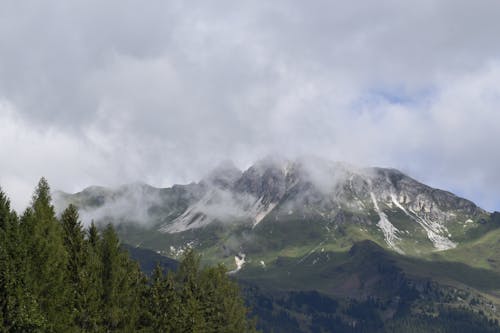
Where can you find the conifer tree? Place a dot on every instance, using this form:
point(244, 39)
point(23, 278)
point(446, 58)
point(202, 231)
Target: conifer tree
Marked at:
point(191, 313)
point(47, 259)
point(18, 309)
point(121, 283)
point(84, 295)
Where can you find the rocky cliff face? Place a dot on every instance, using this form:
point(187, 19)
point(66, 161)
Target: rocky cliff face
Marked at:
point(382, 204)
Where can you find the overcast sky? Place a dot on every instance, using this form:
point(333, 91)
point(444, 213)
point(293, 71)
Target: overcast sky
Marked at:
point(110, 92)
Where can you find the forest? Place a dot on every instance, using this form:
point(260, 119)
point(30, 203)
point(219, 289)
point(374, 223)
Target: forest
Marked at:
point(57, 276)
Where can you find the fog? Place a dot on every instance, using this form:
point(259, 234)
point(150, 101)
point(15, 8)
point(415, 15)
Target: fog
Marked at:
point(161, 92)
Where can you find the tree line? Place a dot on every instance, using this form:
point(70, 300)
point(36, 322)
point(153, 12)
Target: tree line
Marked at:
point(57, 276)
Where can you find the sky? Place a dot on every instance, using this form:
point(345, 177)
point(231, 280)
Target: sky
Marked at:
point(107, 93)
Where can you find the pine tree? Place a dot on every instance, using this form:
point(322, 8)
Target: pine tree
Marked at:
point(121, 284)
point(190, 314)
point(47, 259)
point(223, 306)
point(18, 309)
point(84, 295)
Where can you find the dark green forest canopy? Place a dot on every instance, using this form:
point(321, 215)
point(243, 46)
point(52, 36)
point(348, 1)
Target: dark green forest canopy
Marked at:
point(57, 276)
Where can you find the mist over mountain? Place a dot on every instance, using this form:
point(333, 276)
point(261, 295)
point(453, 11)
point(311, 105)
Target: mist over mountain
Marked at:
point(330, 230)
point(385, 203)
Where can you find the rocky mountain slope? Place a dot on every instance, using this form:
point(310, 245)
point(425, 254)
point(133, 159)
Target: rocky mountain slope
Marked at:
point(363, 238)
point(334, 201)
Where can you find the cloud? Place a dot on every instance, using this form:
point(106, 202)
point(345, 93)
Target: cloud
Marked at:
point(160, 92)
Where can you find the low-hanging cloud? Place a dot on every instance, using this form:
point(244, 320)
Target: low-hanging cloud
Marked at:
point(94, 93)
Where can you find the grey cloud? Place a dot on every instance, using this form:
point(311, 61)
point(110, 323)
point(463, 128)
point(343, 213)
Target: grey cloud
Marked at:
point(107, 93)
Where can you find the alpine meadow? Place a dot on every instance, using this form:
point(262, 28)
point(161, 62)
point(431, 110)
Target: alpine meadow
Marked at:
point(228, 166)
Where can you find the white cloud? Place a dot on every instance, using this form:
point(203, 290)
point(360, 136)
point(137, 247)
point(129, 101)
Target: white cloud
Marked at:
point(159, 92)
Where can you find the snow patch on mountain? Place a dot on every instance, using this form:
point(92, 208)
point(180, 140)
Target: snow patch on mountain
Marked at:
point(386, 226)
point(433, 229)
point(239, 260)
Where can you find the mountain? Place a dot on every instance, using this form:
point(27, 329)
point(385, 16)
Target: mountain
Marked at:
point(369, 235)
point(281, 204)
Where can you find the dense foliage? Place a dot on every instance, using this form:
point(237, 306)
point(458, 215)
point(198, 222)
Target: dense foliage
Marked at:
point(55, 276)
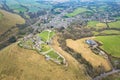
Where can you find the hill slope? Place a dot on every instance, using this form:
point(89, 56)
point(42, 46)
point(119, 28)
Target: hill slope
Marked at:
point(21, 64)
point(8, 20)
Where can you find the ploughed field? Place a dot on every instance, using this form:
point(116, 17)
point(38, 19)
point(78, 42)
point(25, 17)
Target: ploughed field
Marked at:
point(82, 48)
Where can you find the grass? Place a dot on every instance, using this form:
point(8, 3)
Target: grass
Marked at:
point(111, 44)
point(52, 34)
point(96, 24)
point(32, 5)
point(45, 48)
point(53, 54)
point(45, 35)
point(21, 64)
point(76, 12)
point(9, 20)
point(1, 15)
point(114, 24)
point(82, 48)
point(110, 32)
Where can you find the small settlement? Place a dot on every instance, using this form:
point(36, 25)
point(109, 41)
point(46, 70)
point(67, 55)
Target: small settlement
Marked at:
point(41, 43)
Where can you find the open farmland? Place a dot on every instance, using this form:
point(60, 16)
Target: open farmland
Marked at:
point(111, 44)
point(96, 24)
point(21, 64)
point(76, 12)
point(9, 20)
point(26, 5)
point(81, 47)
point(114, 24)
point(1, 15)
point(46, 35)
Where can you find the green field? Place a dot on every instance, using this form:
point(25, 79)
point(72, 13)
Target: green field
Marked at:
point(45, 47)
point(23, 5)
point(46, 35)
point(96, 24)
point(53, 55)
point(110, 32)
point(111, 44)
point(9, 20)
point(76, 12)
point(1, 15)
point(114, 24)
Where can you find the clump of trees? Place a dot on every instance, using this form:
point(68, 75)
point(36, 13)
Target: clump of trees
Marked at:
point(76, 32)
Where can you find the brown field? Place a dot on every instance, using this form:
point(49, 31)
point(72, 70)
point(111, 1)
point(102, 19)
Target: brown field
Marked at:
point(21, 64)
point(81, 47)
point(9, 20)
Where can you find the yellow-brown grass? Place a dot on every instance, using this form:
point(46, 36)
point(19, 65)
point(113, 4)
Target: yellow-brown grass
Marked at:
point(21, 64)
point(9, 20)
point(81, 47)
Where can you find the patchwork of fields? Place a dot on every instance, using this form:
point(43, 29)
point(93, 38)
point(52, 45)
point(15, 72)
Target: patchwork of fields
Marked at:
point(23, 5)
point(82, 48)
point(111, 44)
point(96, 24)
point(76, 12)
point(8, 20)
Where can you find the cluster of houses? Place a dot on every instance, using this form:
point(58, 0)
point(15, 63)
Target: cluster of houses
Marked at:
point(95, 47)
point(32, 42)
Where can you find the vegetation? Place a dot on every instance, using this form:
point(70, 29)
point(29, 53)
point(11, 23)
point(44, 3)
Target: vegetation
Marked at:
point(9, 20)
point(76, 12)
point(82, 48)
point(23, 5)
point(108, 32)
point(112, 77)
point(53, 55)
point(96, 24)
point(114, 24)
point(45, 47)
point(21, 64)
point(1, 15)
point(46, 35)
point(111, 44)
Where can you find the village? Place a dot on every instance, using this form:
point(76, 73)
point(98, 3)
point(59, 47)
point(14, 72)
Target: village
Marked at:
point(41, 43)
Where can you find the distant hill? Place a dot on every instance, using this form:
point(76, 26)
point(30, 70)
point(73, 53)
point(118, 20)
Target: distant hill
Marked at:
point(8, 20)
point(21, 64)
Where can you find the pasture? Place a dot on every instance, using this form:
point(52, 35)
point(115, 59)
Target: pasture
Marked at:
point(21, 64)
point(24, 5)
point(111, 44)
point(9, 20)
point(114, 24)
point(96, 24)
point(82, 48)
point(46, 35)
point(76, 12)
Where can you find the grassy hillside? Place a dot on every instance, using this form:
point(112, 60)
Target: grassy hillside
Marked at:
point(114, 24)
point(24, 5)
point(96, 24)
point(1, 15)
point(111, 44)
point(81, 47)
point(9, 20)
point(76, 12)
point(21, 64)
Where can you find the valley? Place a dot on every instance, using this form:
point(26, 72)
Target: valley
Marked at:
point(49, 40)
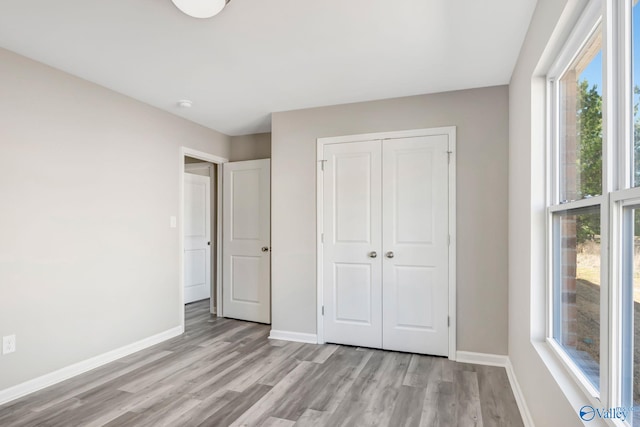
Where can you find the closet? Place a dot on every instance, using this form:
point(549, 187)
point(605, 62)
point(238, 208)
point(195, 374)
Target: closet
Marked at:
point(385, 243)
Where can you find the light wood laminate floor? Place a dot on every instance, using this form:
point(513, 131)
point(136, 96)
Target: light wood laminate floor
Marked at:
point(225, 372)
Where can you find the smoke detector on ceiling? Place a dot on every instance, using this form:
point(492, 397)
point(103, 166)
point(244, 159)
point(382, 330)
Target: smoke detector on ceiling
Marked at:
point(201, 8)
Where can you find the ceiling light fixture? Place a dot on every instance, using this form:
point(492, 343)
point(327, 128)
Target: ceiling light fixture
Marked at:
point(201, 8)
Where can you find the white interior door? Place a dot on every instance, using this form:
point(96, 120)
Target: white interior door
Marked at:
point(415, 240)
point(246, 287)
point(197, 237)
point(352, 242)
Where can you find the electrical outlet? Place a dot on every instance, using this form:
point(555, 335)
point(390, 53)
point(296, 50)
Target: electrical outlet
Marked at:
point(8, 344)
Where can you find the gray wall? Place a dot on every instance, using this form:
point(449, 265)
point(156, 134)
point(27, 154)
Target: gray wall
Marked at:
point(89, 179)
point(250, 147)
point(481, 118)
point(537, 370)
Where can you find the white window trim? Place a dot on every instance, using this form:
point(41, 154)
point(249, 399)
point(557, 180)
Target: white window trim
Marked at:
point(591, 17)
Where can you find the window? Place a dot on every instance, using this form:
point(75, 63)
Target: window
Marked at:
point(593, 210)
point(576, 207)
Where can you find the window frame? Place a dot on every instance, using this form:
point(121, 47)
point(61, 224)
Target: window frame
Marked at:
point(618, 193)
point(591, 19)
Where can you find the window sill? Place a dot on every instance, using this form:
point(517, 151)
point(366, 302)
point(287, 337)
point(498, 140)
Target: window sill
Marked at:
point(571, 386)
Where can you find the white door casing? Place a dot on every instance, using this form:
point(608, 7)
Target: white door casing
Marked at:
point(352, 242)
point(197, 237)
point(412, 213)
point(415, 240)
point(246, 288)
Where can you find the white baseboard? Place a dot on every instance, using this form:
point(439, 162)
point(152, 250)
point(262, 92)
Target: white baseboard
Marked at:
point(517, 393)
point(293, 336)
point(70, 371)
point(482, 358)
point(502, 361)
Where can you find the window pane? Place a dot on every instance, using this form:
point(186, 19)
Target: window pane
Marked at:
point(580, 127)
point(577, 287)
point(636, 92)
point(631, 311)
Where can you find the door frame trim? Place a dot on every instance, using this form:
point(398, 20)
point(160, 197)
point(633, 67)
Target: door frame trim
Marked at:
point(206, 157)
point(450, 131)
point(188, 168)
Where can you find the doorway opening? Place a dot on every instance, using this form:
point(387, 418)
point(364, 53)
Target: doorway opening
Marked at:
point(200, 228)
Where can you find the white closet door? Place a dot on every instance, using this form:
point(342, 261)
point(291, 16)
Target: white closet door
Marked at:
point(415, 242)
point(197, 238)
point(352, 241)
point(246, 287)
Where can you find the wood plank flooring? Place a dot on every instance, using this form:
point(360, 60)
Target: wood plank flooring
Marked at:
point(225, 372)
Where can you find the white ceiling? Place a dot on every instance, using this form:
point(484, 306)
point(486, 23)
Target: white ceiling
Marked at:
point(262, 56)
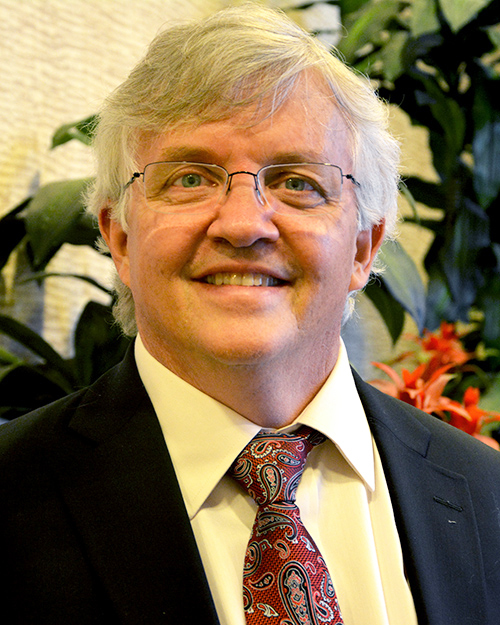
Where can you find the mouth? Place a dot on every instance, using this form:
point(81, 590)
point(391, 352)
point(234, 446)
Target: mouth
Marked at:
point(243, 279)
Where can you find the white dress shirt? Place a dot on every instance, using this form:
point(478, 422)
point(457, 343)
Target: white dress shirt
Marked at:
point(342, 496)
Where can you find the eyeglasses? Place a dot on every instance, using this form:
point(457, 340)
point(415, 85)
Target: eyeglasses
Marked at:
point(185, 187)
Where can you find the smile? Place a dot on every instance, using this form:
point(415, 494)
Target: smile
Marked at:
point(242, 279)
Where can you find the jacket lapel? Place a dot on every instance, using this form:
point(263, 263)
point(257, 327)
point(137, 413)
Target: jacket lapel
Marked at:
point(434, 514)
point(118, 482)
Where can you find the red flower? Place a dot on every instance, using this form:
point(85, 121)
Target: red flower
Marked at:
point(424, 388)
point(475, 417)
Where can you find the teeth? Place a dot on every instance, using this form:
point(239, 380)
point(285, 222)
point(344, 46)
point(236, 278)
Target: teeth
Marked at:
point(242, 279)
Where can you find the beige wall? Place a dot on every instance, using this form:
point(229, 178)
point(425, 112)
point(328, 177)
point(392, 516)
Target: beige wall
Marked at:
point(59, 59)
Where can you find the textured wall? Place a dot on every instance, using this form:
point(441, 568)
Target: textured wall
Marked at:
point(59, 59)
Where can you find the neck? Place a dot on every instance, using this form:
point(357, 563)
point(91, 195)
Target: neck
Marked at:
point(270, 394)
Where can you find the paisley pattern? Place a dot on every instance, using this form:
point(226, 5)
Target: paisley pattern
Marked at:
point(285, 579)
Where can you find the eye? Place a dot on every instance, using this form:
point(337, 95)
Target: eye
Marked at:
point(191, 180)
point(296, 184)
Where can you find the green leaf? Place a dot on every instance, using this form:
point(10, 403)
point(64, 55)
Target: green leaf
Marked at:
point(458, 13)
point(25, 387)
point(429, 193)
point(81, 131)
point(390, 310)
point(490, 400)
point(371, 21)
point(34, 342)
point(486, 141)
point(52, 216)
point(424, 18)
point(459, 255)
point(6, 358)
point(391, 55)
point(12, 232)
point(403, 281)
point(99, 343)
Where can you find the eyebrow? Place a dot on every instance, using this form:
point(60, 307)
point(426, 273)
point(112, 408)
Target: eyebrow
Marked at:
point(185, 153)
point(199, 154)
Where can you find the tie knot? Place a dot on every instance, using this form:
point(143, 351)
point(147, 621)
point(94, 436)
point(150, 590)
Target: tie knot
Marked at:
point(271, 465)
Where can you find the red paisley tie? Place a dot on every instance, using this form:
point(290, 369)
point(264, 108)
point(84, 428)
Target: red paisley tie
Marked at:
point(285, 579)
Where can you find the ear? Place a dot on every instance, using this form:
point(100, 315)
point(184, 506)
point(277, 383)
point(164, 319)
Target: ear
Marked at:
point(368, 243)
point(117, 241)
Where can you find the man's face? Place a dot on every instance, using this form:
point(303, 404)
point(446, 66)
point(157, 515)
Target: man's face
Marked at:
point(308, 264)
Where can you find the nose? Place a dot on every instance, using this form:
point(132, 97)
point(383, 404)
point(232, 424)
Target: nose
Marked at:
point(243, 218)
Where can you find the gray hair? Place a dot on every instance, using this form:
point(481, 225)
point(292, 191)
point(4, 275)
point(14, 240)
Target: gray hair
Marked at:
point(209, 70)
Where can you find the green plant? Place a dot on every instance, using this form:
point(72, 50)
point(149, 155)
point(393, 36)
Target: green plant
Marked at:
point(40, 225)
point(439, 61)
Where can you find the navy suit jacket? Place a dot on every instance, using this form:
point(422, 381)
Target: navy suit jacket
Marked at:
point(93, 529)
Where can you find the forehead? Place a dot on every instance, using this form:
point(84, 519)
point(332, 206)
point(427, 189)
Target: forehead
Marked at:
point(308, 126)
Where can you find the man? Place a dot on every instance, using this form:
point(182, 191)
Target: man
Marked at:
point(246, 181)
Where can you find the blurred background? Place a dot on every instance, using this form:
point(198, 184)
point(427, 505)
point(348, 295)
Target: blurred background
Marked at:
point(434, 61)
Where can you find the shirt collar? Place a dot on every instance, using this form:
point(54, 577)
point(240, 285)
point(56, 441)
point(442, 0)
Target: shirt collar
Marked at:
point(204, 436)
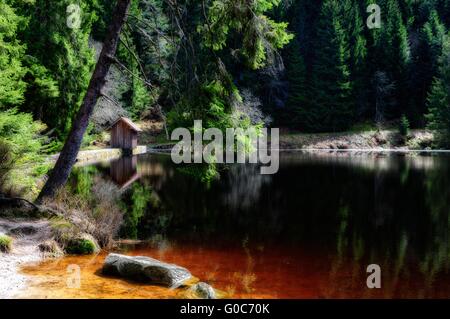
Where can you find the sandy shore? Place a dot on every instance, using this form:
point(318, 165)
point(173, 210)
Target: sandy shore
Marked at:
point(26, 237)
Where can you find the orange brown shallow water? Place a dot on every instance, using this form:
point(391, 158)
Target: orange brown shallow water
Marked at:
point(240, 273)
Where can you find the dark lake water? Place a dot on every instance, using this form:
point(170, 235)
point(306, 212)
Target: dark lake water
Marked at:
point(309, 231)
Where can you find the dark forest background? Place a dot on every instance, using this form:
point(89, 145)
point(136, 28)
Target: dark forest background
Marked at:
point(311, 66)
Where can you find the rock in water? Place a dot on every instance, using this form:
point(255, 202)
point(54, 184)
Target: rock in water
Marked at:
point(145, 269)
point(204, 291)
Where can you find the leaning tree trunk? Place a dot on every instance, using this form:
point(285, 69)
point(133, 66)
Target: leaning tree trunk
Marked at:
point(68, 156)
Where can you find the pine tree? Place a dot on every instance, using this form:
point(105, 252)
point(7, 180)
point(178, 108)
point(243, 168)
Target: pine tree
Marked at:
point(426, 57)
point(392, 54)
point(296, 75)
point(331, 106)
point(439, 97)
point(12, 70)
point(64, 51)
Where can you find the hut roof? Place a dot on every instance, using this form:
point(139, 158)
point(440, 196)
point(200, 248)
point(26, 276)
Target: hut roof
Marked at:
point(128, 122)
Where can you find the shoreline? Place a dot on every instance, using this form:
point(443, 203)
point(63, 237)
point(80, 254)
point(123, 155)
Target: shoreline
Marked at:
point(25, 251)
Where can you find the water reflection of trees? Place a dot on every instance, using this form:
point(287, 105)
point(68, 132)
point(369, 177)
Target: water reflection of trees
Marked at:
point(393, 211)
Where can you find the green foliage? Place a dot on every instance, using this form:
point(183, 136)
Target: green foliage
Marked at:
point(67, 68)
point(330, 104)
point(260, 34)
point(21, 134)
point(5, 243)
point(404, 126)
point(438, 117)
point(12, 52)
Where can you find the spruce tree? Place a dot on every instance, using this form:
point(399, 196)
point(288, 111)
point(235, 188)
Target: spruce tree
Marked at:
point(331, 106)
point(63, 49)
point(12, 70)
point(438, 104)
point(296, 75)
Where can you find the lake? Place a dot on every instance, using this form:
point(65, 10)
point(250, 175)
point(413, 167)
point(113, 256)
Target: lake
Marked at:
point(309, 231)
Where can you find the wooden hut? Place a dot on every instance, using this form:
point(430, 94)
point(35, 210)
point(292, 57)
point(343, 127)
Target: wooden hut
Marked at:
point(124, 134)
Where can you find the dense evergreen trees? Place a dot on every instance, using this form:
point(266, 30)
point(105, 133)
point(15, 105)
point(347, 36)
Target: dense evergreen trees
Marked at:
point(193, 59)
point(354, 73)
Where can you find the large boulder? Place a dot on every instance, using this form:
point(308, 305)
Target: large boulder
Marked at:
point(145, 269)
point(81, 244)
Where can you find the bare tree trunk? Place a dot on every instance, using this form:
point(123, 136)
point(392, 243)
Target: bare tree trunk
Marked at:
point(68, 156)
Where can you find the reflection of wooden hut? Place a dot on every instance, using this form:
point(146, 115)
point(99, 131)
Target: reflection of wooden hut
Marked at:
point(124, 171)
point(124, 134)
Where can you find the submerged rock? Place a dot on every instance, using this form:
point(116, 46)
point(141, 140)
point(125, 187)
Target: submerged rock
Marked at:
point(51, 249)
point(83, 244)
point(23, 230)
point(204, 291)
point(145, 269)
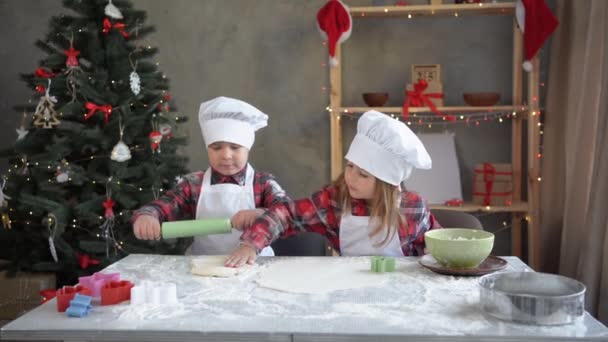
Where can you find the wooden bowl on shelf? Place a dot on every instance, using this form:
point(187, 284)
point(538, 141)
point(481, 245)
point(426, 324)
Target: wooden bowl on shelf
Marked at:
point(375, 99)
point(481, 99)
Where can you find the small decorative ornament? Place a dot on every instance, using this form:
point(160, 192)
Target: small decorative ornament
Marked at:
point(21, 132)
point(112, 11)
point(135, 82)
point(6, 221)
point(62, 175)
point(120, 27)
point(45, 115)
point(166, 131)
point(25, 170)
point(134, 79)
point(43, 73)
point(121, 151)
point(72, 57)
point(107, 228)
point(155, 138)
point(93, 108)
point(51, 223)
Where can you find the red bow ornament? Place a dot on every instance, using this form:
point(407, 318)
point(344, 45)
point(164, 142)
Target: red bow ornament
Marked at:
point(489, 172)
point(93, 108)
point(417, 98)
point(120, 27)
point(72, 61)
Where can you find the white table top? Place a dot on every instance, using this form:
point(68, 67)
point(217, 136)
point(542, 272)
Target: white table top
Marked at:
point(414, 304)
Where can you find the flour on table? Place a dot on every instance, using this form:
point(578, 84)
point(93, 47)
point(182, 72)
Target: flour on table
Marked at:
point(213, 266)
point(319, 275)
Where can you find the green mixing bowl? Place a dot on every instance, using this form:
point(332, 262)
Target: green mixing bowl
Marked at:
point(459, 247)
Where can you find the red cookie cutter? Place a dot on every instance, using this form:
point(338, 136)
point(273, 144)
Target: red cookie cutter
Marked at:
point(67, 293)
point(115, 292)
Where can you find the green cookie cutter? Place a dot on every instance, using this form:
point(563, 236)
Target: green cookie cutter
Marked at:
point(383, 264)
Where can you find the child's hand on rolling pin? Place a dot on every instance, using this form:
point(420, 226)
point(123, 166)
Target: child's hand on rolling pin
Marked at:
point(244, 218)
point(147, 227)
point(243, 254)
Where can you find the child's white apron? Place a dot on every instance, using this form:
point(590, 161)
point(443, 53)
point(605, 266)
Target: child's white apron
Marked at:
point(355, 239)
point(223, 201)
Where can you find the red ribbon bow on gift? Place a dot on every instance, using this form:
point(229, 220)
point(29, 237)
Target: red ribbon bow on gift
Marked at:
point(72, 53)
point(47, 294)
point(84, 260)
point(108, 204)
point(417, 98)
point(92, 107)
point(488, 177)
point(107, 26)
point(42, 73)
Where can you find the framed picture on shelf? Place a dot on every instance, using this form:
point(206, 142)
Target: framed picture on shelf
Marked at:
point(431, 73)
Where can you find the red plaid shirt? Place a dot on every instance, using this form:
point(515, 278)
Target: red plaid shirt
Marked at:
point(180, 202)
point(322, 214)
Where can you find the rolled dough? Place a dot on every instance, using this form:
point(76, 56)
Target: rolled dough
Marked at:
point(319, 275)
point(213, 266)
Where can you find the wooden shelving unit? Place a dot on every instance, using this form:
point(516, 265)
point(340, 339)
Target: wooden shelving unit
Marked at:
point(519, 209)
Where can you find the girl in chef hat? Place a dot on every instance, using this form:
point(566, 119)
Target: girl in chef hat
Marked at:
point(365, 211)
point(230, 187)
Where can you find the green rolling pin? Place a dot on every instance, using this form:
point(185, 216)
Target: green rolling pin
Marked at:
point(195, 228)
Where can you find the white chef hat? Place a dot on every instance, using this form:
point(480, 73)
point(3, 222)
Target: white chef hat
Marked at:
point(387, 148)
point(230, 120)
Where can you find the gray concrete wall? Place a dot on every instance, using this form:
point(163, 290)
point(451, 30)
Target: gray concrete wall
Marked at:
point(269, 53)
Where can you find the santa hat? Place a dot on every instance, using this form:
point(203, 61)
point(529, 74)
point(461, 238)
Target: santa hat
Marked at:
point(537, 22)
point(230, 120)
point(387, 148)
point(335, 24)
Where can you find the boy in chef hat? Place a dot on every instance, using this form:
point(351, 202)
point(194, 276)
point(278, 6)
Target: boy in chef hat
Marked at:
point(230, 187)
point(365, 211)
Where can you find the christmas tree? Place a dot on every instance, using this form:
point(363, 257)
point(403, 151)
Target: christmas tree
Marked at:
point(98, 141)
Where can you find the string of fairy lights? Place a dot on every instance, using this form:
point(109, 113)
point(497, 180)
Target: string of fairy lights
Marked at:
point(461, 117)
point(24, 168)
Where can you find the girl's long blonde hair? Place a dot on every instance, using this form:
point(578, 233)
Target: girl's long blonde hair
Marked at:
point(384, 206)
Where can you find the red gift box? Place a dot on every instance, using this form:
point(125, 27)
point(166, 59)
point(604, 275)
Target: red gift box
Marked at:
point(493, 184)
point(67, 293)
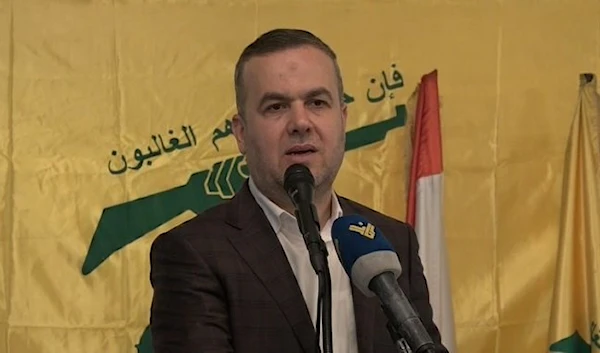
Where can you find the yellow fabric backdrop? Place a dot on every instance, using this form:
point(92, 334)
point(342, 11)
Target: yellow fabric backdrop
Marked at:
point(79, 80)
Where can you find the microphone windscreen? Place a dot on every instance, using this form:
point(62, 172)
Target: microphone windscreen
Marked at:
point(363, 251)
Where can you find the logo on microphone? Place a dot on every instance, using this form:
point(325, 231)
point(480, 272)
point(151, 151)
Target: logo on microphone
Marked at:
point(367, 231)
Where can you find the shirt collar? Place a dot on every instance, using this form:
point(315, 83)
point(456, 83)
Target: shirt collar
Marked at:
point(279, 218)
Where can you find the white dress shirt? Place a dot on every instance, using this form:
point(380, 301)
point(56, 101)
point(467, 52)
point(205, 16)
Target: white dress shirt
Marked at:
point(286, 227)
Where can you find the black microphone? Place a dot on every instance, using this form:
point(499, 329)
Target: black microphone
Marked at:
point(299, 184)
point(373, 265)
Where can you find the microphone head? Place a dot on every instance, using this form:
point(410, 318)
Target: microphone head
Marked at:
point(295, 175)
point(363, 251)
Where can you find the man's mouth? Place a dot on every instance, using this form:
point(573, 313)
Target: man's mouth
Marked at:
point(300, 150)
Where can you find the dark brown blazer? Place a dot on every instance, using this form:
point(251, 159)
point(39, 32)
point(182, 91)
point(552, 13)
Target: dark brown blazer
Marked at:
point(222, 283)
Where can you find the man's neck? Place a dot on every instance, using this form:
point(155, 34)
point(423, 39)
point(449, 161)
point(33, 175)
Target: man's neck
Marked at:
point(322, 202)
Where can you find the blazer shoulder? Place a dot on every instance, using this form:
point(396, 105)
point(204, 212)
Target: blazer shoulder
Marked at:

★ ★ ★ ★

Each line from the one containing "point(155, 34)" to the last line of the material above should be reproduced word for word, with nothing added.

__OUTPUT FOR THIS TASK__:
point(155, 34)
point(423, 39)
point(449, 161)
point(33, 175)
Target: man's neck
Marked at:
point(322, 202)
Where can you find the blazer shoulder? Place a dot on every instance, using this form:
point(396, 105)
point(204, 212)
Target: blazer shoulder
Marked at:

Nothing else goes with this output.